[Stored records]

------------

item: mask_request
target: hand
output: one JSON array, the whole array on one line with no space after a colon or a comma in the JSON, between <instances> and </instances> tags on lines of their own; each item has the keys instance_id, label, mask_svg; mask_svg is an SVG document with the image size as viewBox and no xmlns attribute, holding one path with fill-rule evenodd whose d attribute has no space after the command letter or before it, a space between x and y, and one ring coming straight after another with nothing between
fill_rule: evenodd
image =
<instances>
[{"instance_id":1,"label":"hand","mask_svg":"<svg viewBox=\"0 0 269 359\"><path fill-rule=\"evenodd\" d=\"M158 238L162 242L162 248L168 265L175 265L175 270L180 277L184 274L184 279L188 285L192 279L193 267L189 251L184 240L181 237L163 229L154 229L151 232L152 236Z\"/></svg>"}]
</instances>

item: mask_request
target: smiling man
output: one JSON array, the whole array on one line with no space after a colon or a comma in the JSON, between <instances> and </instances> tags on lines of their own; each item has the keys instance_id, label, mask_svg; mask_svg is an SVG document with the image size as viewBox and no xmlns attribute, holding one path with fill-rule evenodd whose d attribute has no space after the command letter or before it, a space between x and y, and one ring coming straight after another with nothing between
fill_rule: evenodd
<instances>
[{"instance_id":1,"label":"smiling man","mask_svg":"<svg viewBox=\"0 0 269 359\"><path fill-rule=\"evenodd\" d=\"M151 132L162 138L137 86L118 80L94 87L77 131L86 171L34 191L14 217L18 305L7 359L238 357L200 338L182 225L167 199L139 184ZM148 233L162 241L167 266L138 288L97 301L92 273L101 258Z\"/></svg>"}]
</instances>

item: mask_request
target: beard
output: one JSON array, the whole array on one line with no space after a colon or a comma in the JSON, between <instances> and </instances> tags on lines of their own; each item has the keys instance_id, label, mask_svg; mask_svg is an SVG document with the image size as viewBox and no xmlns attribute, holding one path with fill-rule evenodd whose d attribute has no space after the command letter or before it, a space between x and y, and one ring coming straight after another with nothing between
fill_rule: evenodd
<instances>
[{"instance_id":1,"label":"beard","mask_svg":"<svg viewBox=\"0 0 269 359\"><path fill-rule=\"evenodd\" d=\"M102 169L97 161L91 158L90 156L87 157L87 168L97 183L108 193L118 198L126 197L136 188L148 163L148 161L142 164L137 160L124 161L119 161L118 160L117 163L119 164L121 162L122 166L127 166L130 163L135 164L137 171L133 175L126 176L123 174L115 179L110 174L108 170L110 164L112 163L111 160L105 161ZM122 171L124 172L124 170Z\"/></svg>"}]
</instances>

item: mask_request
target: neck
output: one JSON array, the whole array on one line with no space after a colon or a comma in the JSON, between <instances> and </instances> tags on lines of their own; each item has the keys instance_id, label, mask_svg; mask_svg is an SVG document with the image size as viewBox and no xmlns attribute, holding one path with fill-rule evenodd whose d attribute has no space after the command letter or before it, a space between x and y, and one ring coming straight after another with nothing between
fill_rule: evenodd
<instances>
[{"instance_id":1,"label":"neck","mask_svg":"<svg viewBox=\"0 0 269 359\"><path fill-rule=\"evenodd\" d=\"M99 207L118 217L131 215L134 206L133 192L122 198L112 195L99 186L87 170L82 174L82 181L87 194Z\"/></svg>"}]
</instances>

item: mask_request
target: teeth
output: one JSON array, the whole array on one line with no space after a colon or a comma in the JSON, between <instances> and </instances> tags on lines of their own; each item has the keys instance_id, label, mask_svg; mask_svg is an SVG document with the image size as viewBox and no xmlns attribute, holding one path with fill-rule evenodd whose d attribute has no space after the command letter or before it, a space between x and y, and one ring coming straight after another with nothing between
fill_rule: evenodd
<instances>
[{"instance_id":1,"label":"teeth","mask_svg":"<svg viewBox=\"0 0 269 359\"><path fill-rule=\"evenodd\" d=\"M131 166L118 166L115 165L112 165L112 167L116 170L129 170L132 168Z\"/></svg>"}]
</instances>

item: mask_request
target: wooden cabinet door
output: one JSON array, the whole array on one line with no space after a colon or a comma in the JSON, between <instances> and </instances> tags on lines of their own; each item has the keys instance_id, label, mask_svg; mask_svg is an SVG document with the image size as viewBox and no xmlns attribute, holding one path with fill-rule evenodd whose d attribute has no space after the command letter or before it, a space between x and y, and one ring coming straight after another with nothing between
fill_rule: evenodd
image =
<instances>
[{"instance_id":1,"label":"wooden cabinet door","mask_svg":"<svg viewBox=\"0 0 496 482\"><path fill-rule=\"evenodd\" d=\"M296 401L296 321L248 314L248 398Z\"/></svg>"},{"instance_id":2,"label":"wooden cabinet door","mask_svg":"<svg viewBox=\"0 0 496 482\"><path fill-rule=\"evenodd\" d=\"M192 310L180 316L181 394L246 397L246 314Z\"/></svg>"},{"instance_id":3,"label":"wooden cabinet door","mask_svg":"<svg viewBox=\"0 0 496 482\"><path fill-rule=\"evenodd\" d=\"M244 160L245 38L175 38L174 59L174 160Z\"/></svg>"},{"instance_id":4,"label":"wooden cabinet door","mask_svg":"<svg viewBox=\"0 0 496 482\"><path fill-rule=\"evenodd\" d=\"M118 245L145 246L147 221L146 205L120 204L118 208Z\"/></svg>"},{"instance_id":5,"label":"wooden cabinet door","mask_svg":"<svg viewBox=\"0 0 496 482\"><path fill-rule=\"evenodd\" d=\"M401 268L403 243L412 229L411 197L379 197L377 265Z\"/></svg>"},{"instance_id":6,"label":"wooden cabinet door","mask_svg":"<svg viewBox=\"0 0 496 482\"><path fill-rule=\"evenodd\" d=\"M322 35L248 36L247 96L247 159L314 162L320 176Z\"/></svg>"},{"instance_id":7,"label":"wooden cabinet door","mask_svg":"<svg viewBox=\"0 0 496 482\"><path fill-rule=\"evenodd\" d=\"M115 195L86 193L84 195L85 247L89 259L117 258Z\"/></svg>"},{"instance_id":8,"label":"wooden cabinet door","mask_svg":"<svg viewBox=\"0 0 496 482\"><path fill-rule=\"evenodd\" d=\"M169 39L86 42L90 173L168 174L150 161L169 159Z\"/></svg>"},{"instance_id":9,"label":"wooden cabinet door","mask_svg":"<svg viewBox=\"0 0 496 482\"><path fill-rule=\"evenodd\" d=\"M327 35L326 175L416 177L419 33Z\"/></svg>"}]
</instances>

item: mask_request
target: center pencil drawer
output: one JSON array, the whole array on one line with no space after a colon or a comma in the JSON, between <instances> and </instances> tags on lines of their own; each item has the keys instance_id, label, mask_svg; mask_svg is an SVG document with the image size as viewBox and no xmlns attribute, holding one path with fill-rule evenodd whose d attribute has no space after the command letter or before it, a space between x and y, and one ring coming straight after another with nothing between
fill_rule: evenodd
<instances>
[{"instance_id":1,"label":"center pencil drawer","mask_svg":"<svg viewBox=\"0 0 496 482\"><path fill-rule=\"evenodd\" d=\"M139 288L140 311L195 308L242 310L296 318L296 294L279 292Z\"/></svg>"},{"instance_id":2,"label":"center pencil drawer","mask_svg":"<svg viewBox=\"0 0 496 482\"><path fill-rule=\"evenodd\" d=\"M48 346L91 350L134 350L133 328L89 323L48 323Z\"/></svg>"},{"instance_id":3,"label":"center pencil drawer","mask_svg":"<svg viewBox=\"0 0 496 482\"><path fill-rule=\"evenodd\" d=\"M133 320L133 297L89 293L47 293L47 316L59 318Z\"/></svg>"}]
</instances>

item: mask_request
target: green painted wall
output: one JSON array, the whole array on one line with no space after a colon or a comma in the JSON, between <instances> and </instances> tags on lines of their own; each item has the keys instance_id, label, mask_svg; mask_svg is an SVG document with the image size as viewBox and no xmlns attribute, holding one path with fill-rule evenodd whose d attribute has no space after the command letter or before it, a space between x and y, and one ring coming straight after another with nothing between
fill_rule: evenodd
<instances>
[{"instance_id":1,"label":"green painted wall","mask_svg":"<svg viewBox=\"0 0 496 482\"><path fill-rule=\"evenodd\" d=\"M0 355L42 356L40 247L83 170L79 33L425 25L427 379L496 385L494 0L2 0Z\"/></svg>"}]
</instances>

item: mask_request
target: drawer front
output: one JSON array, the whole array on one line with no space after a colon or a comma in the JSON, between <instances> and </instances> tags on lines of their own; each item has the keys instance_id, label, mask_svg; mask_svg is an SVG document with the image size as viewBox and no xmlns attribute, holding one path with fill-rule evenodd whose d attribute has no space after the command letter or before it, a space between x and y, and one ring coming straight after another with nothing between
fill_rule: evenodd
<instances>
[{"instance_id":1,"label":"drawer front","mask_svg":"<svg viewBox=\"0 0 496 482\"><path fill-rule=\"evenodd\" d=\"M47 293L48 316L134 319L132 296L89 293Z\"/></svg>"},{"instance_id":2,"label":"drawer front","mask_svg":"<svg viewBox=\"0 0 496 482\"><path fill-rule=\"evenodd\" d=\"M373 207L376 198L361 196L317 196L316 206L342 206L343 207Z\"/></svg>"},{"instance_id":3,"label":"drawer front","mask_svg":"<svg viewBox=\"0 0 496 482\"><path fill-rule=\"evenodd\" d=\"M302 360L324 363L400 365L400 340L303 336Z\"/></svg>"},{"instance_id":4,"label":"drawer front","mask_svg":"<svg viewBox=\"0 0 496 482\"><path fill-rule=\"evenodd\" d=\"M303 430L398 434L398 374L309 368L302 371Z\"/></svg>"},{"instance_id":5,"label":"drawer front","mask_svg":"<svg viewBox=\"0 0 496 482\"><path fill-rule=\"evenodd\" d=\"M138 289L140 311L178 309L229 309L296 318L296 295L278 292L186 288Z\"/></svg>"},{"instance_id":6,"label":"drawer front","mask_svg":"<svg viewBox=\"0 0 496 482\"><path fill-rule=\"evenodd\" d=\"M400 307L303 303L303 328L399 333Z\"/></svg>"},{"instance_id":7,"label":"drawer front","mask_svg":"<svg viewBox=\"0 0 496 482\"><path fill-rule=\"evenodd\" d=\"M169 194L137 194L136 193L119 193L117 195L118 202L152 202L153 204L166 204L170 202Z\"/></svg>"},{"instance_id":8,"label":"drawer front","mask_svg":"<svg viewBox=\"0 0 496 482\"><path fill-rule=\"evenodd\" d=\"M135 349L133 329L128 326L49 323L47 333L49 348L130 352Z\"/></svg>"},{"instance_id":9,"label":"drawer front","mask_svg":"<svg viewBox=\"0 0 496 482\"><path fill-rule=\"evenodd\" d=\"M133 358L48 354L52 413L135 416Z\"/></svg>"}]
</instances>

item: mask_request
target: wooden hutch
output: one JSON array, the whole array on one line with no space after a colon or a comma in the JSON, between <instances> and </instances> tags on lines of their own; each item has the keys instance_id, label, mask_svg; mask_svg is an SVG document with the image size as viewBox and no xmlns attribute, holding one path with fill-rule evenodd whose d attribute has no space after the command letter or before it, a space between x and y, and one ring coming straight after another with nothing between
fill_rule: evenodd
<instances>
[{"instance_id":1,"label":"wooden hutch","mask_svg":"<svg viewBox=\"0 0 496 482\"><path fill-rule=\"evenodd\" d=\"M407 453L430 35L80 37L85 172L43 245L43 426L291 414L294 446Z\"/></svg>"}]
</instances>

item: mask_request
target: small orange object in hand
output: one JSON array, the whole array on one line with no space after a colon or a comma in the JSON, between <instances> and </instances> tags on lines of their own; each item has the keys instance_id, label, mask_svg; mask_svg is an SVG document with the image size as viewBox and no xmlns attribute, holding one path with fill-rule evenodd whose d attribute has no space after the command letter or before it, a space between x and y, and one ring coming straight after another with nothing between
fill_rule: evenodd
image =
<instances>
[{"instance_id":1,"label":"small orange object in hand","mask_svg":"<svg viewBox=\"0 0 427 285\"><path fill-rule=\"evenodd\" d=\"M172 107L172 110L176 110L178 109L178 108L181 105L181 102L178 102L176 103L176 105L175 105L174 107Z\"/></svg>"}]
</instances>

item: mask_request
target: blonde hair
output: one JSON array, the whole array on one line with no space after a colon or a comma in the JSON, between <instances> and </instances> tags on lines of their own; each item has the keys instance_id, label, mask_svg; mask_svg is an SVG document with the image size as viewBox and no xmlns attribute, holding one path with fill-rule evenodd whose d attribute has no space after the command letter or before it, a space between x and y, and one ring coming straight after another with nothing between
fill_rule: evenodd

------------

_What to work on:_
Pull out each line of the data above that contains the string "target", matching case exactly.

_Full solution:_
target: hand
target: smiling man
target: beard
target: neck
target: teeth
target: wooden cabinet door
target: center pencil drawer
target: green painted wall
target: drawer front
target: wooden hutch
target: small orange object in hand
target: blonde hair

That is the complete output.